Arvind Kejriwal, Delhi chief minister could not quite pull off the super-size image he built but he seems to have been rewarded by Delhi with Aam Aadmi Party (AAP) winning the prestigious Bawana by-election on August 28. The victory — the first good news for Kejriwal after the Punjab debacle and the subsequent defeat in the Delhi municipal elections saw him and his newbie party bite the dust — comes after he practically went back to the drawing board and scaled down his ambitions as a national contender to Prime Minister Narendra Modi.
The Bharatiya Janata Party's (BJP's) win in the municipal elections of Delhi ensured that Bawana became a make-or-break for AAP. Delhi, much like a patient lover who had given Kejriwal every chance, seemed to have decided that it was not a shared ardour; the capital was looking to cut loose.
So Kejriwal changed several things. First, the inveterate Modi baiter who had once called the prime minister a "coward and a psychopath" on Twitter after his office and his chief secretary's office were raided by the CBI on December 15, 2015, went quiet on Twitter.
Post the Punjab loss and a lot of soul searching with some aides, including Preeti Sharma Menon who represents the party in Mumbai, Kejriwal stopped all political attacks as they were contributing to a completely "negative perception".
Despite the central government's serial provocations — the latest being the CBI raid on Delhi minister Satyendra Jain — Kejriwal kept mum.
Kejriwal went local with a vengeance.
Interestingly, the Delhi CM realised that his political isolation was complete as even the shambolic Opposition did not want AAP to be part of the parleys for the presidential elections.
Campaigning for Assembly elections 2017 while simultaneously keeping the suspense about his undeclared desire to be Punjab CM had kept Kejriwal pre-occupied 24/7, but the electoral loss acted as a sharp wake-up call.
Delhi's disenchantment with the man they had rewarded with a historic tally of 67 out of 70 seats in the 2015 Assembly polls, the seething rebellion within his party — with co-founder Kumar Vishwas wanting to leave and his own minister Kapil Mishra's open revolt — proved that AAP, which had pitched itself as an alternative, was not going to reduce itself to being a vehicle for one man's giant ambitions.

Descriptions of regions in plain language
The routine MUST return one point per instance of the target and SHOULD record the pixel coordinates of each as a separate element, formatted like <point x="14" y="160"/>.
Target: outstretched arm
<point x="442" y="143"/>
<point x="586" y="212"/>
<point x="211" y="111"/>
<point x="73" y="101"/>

WORK REQUEST: Reproduce the part of the article on Kejriwal and the Bawana by-election that begins at the words "So Kejriwal changed" and ends after the words "quiet on Twitter.", keeping every word unchanged.

SOLUTION TO THIS PROBLEM:
So Kejriwal changed several things. First, the inveterate Modi baiter who had once called the prime minister a "coward and a psychopath" on Twitter after his office and his chief secretary's office were raided by the CBI on December 15, 2015, went quiet on Twitter.